An international team found that WASP-96b is a world with a sodium rich atmosphere. The planet, located nearly 1,150 light-years from Earth, orbits its star every 3.4 days. It has about half the mass of Jupiter, and its discovery was announced in 2014.

In June 2022, the Webb Space Telescope captured the distinct signature of water, along with evidence for clouds and haze, in the atmosphere of this hot, puffy gas giant planet, which orbits a distant star.

The observation is the most detailed of its kind to date, demonstrating Webb’s unprecedented ability to analyze atmospheres hundreds of light-years away.

####################

▸ **Set of tasks**:
A. How many days does it take WASP-96b to orbit its star, according to the text on WASP-96b?
B. Translate this sentence from the text on WASP-96b into Spanish: "An international team found that WASP-96b is a world with a sodium rich atmosphere."

▸ **Material**:
####################

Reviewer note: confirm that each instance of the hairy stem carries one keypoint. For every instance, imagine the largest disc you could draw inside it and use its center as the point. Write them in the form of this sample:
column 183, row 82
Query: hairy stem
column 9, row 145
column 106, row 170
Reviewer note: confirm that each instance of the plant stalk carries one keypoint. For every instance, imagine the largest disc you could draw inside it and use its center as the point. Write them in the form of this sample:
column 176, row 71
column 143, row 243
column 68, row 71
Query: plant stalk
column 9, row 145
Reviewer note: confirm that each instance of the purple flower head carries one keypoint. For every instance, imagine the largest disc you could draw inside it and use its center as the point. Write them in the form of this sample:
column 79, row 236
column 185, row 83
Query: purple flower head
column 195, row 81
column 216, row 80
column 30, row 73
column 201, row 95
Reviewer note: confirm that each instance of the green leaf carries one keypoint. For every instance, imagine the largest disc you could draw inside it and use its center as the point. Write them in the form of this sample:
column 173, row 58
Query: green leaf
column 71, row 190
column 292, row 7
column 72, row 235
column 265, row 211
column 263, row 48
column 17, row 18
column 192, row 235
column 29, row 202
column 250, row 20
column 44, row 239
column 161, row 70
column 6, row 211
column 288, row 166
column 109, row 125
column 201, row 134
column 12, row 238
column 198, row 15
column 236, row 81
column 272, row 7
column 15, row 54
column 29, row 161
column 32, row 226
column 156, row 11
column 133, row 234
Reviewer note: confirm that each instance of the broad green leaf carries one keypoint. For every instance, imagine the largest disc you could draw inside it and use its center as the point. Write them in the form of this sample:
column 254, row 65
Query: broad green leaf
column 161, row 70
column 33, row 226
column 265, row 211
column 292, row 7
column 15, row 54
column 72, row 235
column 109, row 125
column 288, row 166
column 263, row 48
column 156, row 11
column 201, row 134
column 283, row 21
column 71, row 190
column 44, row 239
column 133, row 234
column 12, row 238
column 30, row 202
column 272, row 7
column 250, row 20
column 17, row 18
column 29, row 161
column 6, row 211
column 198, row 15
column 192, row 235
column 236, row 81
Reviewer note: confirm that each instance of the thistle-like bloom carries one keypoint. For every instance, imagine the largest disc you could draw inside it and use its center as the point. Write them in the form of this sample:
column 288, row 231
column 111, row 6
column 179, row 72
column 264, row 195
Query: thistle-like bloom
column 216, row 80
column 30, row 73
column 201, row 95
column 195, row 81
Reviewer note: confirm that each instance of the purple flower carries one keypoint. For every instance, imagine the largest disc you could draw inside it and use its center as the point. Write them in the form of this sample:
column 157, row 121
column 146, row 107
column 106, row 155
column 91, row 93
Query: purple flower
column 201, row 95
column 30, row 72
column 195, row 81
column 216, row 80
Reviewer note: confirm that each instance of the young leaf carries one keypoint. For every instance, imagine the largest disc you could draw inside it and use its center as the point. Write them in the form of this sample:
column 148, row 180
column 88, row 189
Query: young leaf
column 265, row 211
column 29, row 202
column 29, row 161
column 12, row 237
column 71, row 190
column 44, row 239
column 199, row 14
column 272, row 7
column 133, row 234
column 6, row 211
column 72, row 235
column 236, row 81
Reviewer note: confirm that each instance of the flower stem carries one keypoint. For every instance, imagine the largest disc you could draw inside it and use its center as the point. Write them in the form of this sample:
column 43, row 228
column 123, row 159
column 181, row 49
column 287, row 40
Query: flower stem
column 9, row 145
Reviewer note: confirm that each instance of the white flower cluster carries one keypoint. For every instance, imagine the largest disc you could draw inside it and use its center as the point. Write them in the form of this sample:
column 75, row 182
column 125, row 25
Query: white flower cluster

####################

▸ **Answers to the exercise**:
A. 3.4 days

B. Un equipo internacional descubrió que WASP-96b es un mundo con una atmósfera rica en sodio.